→ Exercise
Retype the stretch from the start of the items through the line that contains "M538 236L534 239L532", both ends included, reproducing every character unchanged. Leave the pictures out of your answer.

Outline entries for images
-- begin --

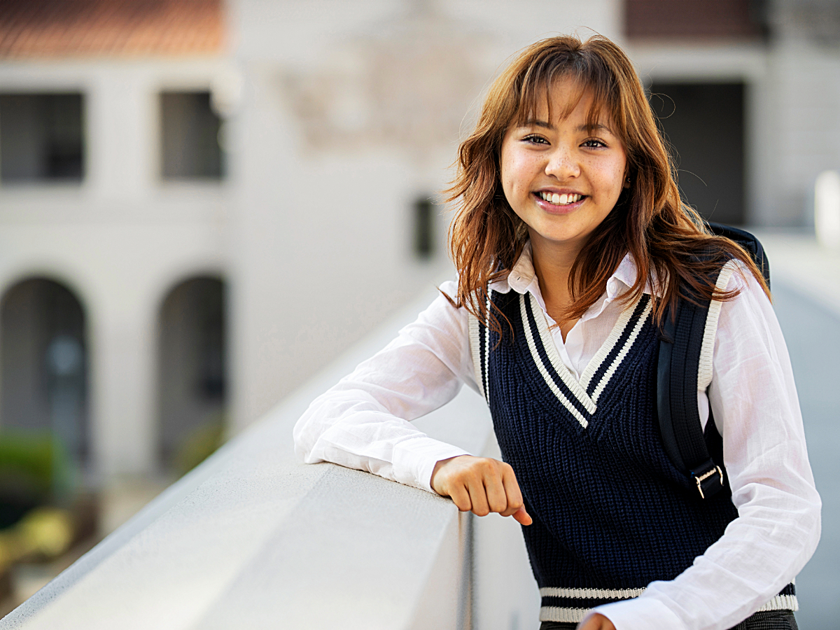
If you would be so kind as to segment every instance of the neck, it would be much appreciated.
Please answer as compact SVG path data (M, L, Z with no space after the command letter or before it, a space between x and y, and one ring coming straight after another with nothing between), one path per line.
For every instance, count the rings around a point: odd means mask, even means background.
M538 236L534 239L532 235L531 249L546 310L555 322L561 323L560 315L572 303L569 275L580 248L545 241Z

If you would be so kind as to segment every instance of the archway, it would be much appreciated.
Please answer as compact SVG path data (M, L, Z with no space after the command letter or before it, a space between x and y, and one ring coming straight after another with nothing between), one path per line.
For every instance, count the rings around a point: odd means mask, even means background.
M68 496L88 468L87 340L73 292L46 278L0 301L0 527L46 496Z
M158 322L159 455L165 470L186 472L218 445L225 424L224 282L181 282Z

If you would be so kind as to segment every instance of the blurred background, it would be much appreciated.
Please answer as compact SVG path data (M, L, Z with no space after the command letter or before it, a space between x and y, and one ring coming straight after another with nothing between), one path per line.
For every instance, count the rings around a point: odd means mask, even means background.
M768 247L826 500L801 627L836 623L835 0L3 0L0 613L448 273L483 91L592 31Z

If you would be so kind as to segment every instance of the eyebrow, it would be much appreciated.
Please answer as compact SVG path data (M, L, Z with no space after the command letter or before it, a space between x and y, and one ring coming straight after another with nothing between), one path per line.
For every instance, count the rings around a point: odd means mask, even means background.
M551 129L552 131L554 131L554 126L553 124L551 124L551 123L547 123L544 120L538 120L536 118L530 118L528 120L526 120L525 122L523 122L522 123L522 127L542 127L543 129ZM610 134L611 135L615 135L615 134L612 133L612 129L611 129L606 124L601 124L600 123L596 123L596 124L593 124L593 125L588 125L588 124L578 125L578 128L577 128L576 130L577 131L606 131L606 133Z

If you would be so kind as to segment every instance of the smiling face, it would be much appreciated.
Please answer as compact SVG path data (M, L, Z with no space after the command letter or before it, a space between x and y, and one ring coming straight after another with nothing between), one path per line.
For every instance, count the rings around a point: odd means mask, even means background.
M570 79L549 90L532 120L514 123L501 143L505 197L528 227L535 256L555 252L574 260L586 239L610 213L625 185L627 157L612 121L586 124L592 95ZM543 254L543 255L544 255Z

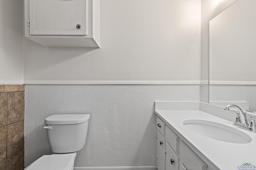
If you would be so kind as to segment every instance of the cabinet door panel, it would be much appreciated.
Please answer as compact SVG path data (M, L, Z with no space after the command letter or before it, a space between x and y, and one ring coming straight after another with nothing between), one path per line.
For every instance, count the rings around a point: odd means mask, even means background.
M165 170L178 170L179 158L167 143L166 143L165 148L166 152L165 155Z
M181 141L180 146L180 170L186 168L189 170L205 170L207 168L206 164L183 141Z
M30 22L31 35L86 35L87 0L30 0Z
M156 165L158 170L165 169L165 139L159 131L157 131L156 143L157 156Z
M168 126L166 127L165 138L173 150L177 153L178 136Z

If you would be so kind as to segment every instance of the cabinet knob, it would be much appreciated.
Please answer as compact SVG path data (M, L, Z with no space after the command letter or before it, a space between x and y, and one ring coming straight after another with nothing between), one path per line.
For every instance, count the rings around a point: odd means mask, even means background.
M172 164L173 163L173 162L174 162L174 161L172 160L172 159L171 159L171 164Z

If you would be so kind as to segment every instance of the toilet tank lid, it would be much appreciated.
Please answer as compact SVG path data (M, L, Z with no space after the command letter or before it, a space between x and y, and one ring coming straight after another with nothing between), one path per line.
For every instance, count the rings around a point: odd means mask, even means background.
M46 117L44 123L51 125L66 125L81 123L90 118L89 114L53 115Z

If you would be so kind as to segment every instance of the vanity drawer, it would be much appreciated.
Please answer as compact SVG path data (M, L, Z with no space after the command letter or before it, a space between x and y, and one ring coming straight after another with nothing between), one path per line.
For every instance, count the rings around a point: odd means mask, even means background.
M183 141L180 147L180 170L206 170L206 165Z
M158 117L156 118L156 127L164 137L165 137L165 123Z
M177 144L178 137L168 126L166 126L165 132L165 139L172 149L177 153Z
M178 170L179 157L168 143L166 143L165 148L166 150L165 169L166 170Z

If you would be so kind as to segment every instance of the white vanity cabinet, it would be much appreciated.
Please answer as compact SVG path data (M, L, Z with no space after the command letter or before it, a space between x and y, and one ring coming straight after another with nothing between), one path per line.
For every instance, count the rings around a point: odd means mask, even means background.
M158 117L156 127L158 170L211 169L207 169L202 159Z
M86 35L87 4L87 0L30 0L30 34Z
M47 47L100 46L100 0L25 0L25 35Z
M156 165L158 170L165 169L165 126L166 124L158 117L156 120Z

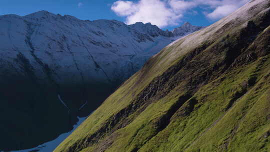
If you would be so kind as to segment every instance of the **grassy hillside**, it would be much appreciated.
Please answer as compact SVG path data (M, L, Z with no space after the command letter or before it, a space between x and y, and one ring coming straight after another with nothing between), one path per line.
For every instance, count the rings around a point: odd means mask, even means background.
M164 48L54 152L269 152L270 6Z

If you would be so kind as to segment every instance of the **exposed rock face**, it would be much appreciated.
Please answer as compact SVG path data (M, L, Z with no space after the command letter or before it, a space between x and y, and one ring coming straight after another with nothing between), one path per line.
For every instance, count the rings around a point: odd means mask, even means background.
M178 38L150 24L46 11L0 16L0 150L32 148L70 130L78 116Z
M270 7L251 0L168 46L54 152L269 151Z

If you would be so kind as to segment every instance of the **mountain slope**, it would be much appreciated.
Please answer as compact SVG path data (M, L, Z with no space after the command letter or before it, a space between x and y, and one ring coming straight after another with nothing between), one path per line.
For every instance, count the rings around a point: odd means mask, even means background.
M0 150L32 148L70 130L78 116L179 37L150 24L46 11L0 16Z
M54 152L268 152L270 1L152 58Z

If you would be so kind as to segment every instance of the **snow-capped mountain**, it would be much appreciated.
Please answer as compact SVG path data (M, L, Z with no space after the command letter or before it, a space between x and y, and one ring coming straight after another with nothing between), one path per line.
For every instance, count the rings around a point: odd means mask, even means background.
M186 22L181 26L172 30L172 33L175 36L184 36L204 28L204 26L198 26L192 25L188 22Z
M71 130L150 58L200 28L184 26L180 33L46 11L0 16L0 150L34 147Z

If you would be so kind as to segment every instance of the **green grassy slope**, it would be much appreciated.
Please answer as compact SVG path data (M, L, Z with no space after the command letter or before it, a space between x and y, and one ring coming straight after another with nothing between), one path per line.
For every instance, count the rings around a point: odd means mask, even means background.
M270 6L164 48L54 152L269 152Z

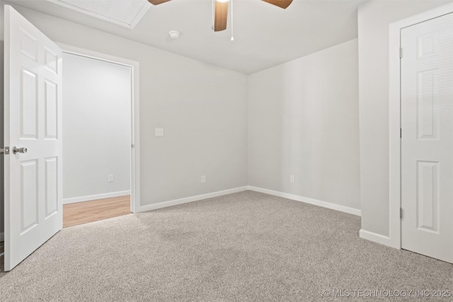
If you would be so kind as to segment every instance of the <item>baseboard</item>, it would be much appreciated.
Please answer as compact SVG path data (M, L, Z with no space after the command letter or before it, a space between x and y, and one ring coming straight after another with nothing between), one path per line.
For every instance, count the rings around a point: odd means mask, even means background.
M130 190L113 192L111 193L97 194L96 195L81 196L79 197L66 198L63 199L63 204L74 204L74 202L88 202L88 200L102 199L103 198L117 197L118 196L130 195Z
M203 194L201 195L192 196L190 197L180 198L179 199L169 200L168 202L159 202L157 204L147 204L141 206L137 211L137 213L147 211L155 210L157 209L166 208L168 207L176 206L178 204L187 204L189 202L197 202L198 200L206 199L207 198L217 197L219 196L226 195L238 192L246 191L248 189L247 186L235 187L234 189L225 190L223 191L214 192L212 193Z
M376 233L370 232L369 231L365 231L363 228L359 231L359 236L361 238L367 239L370 241L375 242L377 243L383 244L384 245L391 246L392 248L395 248L390 240L390 237L384 236L384 235L380 235Z
M331 202L323 202L313 198L304 197L302 196L294 195L292 194L284 193L282 192L274 191L272 190L263 189L261 187L248 186L248 190L261 193L268 194L270 195L277 196L279 197L287 198L288 199L296 200L297 202L304 202L306 204L314 204L327 209L331 209L345 213L352 214L352 215L361 216L362 211L358 209L354 209L349 207L342 206L340 204L333 204Z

-- end --

→ Answer below
If you would be so kind as to segment every instance of the neck, it would be much appreciated.
Please answer as compact SVG path data (M, L, Z with no space after the command letter or before it, a space between x and y, and one ring coming straight after another with nothing between), one path per line.
For every instance, count the rings around a point: odd means mask, even means background.
M538 236L534 239L532 235L531 249L546 310L555 322L561 323L560 315L572 303L569 275L580 248L545 241Z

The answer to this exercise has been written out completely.